**Work to complete**
In the records below, find the line containing "If you would be willing to tag the grey sweater"; give it again exactly, along with every line that follows, and nothing else.

** START OF Dataset entries **

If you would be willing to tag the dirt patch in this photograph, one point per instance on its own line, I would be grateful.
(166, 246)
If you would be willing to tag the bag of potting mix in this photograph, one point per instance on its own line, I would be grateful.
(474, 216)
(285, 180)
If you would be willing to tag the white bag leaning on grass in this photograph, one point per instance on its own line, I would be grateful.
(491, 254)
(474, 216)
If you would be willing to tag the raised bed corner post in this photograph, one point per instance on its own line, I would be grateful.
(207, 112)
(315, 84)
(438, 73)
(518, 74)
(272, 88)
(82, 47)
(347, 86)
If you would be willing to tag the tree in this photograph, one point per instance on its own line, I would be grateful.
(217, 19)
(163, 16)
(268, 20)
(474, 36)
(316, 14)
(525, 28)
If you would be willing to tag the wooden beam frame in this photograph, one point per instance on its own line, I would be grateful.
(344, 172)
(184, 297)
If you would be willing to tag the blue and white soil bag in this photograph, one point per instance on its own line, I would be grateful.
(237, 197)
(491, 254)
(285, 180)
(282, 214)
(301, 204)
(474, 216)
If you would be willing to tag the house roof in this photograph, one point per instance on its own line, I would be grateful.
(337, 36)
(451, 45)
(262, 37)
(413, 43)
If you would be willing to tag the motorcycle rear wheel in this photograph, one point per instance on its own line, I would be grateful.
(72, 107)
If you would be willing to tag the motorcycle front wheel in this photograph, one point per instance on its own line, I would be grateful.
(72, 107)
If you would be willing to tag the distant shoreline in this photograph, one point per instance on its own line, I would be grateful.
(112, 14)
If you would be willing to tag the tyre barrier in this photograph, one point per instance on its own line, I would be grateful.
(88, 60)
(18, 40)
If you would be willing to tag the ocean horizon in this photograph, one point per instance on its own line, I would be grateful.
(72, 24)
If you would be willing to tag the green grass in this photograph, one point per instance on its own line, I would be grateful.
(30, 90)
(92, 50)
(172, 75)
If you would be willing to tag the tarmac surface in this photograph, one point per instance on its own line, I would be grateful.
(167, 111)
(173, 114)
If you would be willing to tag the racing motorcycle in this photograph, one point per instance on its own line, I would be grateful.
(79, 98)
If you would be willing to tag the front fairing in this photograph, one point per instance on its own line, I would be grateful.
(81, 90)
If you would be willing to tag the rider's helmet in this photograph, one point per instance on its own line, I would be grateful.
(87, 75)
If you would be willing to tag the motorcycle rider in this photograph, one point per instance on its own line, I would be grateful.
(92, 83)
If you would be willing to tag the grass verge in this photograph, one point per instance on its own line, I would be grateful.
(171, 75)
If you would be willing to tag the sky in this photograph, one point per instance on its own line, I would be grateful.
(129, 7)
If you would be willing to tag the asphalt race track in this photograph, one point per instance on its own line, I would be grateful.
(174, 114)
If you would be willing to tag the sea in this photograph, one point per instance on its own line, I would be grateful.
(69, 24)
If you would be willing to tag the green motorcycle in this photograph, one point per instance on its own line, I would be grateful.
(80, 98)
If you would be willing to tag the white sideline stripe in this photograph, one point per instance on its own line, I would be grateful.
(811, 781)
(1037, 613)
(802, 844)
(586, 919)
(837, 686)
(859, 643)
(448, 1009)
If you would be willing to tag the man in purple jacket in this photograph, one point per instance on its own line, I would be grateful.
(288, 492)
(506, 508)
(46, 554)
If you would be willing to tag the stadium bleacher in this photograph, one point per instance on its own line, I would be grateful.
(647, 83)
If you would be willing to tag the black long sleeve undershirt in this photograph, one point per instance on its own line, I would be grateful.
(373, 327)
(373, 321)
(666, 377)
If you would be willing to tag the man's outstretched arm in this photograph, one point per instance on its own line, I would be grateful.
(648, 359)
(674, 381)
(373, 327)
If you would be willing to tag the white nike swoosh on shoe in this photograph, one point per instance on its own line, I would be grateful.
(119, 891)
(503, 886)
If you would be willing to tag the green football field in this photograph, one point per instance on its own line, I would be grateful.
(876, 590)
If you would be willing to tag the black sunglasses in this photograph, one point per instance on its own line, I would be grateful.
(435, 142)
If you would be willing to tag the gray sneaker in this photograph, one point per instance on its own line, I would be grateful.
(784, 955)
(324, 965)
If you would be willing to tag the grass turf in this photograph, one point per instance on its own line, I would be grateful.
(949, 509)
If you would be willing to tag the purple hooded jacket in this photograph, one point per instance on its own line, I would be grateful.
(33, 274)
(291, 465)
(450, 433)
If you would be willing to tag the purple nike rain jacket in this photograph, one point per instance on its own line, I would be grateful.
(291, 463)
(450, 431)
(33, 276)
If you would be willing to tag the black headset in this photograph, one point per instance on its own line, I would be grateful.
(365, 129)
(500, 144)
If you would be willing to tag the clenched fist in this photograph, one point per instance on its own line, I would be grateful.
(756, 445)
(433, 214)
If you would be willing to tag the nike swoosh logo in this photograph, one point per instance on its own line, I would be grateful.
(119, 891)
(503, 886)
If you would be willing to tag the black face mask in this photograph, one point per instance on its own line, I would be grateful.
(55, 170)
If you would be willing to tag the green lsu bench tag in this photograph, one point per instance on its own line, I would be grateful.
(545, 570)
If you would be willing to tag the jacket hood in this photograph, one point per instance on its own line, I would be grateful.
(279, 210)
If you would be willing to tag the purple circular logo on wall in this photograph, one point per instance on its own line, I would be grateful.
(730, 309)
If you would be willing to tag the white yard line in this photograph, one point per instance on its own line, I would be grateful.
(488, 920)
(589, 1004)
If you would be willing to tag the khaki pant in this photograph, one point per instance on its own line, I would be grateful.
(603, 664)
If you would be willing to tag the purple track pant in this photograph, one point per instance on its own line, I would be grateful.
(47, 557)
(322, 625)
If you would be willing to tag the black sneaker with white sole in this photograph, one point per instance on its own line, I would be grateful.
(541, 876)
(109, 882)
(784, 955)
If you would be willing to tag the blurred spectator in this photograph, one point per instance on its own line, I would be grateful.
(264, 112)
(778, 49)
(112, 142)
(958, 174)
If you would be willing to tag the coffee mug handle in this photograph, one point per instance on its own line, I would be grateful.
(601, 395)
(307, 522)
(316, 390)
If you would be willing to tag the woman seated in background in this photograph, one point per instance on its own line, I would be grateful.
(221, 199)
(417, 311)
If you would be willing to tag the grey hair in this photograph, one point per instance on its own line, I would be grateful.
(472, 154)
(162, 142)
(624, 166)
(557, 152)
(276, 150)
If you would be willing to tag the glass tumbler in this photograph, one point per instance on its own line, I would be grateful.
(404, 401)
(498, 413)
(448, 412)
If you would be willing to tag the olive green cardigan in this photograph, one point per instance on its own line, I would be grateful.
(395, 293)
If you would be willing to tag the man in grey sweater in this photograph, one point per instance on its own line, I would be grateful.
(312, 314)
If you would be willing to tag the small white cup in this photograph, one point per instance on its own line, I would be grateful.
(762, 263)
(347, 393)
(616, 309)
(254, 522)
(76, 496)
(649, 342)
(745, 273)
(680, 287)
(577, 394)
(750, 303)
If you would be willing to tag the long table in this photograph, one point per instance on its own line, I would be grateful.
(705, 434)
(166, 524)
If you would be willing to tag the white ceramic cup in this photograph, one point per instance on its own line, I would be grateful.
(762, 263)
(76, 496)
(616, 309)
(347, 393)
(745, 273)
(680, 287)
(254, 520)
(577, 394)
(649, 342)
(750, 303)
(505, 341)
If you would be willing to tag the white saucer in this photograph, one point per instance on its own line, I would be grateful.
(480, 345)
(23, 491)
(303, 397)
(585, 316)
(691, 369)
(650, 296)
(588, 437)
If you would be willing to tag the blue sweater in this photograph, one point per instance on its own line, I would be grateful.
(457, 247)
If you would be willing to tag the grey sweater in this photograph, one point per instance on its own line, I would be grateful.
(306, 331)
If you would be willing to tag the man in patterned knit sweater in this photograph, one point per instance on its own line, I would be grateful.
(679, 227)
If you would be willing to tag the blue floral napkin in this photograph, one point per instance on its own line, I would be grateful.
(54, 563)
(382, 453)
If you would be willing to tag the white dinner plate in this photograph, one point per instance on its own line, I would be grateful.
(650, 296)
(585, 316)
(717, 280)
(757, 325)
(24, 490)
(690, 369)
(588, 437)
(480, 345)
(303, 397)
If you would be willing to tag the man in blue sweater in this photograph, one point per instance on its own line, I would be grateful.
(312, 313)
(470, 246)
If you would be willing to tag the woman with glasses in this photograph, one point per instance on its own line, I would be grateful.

** END OF Dataset entries **

**Task answer**
If you would be willing to tag the grey sweater in this photograph, one point per instance on its own line, I would be grateful.
(306, 331)
If you would be willing to tag the man in patterned knit sweater in this photograph, one point per instance on its own line, I would be grateful.
(679, 227)
If you would be willing to tag the blue floral napkin in this photograph, one point per instance on its own line, I would be grateful.
(54, 563)
(382, 453)
If you would be willing to tag the white dinner plate in this photograph, one point per instance on its own line, I would be grateful.
(650, 296)
(585, 316)
(717, 280)
(757, 325)
(24, 490)
(690, 369)
(588, 437)
(480, 345)
(303, 397)
If you would be willing to tag the man in blue sweater in this photograph, one point per instance on its own line, I would be grateful.
(312, 313)
(470, 246)
If you would be willing to tag the woman with glasses in this photograph, one point per instance on its own line, I would be grateful.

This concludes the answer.